### Written exercise
Can you edit the listing below from the line containing "[mark] the fingernail" down to the end of the listing, both ends included, changing "denim leg" to "blue jeans leg" and keeping everything else the same? Give back only those lines.

Object point labels:
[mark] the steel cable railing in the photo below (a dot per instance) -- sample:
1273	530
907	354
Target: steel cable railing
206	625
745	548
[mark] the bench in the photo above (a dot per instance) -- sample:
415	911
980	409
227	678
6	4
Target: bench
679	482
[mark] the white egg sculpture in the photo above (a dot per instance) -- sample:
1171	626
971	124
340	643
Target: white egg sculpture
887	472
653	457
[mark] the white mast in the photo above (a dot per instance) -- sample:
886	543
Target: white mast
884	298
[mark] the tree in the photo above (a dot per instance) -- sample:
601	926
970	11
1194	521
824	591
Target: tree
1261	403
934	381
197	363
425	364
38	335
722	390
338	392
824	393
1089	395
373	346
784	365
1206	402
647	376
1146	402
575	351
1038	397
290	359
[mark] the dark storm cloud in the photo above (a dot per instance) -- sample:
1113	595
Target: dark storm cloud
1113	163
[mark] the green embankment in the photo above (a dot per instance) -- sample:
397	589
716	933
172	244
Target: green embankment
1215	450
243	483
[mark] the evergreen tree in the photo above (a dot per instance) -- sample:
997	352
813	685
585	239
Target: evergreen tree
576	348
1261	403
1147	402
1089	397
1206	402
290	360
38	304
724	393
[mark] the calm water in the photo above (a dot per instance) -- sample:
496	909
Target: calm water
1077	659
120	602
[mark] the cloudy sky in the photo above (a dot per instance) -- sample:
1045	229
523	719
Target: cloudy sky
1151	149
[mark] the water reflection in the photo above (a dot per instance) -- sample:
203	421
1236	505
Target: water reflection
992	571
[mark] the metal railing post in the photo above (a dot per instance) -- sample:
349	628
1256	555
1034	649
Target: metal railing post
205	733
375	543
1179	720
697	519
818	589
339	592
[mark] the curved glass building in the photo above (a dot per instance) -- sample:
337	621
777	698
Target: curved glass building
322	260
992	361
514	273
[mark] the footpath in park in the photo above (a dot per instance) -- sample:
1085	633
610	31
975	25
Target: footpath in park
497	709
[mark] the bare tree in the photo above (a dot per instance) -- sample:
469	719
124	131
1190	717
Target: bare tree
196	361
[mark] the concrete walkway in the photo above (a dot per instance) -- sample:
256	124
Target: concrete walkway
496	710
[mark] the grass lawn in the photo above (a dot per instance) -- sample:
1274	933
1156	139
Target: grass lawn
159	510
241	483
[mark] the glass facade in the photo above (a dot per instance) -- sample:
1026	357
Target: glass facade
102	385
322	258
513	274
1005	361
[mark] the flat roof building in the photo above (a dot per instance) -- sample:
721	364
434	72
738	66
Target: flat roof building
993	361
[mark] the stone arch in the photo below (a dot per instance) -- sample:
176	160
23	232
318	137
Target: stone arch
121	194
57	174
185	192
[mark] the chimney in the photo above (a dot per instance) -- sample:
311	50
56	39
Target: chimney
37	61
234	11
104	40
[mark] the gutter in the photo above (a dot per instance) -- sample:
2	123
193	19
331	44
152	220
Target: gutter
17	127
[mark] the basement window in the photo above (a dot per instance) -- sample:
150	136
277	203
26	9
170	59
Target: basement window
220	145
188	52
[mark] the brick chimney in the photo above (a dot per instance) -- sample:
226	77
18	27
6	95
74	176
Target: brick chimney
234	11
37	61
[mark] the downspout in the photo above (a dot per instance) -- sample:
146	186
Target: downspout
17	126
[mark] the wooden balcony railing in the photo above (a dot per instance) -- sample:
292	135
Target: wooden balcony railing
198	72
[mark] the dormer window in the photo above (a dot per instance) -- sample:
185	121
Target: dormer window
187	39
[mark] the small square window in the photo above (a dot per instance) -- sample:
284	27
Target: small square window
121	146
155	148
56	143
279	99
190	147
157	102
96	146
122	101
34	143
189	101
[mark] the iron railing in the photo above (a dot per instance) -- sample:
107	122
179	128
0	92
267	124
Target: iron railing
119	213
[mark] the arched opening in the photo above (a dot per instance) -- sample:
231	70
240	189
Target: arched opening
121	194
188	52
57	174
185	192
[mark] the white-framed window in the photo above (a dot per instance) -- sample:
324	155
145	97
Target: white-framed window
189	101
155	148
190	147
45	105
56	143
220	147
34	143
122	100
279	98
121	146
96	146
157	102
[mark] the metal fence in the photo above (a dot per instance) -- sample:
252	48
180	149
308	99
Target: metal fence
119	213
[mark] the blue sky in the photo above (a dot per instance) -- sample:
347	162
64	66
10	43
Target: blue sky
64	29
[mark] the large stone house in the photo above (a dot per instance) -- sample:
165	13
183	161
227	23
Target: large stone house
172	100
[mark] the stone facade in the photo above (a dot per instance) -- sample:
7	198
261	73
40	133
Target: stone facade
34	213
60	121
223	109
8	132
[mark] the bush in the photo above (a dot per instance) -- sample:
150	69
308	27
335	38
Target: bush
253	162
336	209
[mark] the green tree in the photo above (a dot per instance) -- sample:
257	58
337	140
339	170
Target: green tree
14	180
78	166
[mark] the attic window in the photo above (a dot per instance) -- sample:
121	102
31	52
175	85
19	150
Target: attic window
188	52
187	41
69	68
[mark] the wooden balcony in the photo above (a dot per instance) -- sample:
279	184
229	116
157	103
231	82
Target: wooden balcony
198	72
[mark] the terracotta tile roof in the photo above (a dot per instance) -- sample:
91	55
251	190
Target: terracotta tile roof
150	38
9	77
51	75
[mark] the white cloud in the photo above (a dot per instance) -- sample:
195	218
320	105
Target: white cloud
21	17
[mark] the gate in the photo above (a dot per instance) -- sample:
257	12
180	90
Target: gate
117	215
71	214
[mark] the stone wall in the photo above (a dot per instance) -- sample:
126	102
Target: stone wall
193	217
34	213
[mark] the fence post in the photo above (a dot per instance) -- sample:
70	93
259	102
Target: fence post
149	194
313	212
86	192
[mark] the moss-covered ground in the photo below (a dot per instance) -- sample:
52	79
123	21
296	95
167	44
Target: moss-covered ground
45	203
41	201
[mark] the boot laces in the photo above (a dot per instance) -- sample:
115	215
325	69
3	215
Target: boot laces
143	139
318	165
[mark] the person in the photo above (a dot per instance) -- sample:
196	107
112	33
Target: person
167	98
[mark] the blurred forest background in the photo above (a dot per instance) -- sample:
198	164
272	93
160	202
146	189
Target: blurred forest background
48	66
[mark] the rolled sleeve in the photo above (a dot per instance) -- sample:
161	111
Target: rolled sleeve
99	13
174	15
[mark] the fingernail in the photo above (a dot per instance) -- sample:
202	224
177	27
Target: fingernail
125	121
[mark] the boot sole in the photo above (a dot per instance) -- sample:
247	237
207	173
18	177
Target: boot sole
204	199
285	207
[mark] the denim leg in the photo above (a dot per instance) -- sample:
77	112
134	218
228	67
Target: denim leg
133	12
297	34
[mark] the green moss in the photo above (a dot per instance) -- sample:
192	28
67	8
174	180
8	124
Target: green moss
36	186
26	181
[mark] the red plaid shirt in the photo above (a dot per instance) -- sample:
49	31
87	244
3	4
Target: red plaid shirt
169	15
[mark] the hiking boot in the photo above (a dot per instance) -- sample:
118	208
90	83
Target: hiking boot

### Response below
[mark] the fingernail in the photo above (a dot per instance) -- sample:
202	224
177	27
Target: fingernail
125	121
[mark] the boot sole in the photo above (a dot per instance) -- sample:
247	237
207	173
18	177
Target: boot sole
204	199
285	207
[mark] the blue jeans leg in the photo above (a dot per instance) -- sample:
77	112
134	218
228	67
Target: blue jeans leg
133	12
297	34
[mark] the green moss in the photo above (a dot per instance) -- sample:
192	28
67	8
174	180
8	124
Target: green moss
36	186
26	181
[mark] the red plaid shirt in the photo above (a dot per instance) -- sample:
49	31
87	244
3	4
Target: red plaid shirt
169	15
[mark] the hiking boot in the photo above (a dot per instance) -- sample:
118	208
90	83
Target: hiking boot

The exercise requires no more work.